** Extract to read **
^^^^

But how can a chatbot verify people?
A half-way measure here is to use old-school validation methods such as a passcode, which whilst clunky, tend to work reasonably well. The ideal solution here however, is having enough info about the user's voice and appearance (depending on the medium), so that the interface can recognise the user without clunky and experience-breaking input – imagine the equivalent of your friend asking you to re-verify that you are who you say you are before lending you money for example…
⚡ "What are you talking about?"
Deeply related to that last news-story problem is context; if Alexa had recognised the context of the news programme (that it was a TV show, presenter giving an example, the use of past tense), then Alexa wouldn't have taken action.
This is something that we take for granted in human-to-human interactions – that the other party can remember where we are, what we are doing, everything we've just spoken about. After all, you probably wouldn't spend too much time with a friend that couldn’t remember the last thing you said.
The need for contextual understanding runs deep – from Alexa knowing when to stay quiet, through to knowing that a question may relate to something previous (as in normal conversation), or what version of a homophone the user is saying (whether you are hungry or going to Hungary).
The real challenge here is that it is almost a zero-sum game; you either have rich contextual info defining the Conversational Agent's behaviour, or nearly none at all – because if even slightly inaccurate, it could make the Agent either unreliable (wrong understanding) or unresponsive (taking the wrong action from its understanding). Of course, as platforms such as Alexa learn more abilities, they become smarter and more useful.

^^^^

** Data **
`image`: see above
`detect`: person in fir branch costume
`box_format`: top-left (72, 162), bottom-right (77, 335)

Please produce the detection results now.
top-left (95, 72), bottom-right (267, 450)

^^^^

** What this exercise asks **
A: From the chatbot extract, echo the passage that opens with the words containing "The real challenge" and closes with "and more useful.".
B: According to the chatbot extract, what two outcomes could slightly inaccurate contextual information cause in a Conversational Agent?

** Answers provided **
A:
The real challenge here is that it is almost a zero-sum game; you either have rich contextual info defining the Conversational Agent's behaviour, or nearly none at all – because if even slightly inaccurate, it could make the Agent either unreliable (wrong understanding) or unresponsive (taking the wrong action from its understanding). Of course, as platforms such as Alexa learn more abilities, they become smarter and more useful.

B: It could make the Agent unreliable (wrong understanding) or unresponsive (taking the wrong action from its understanding).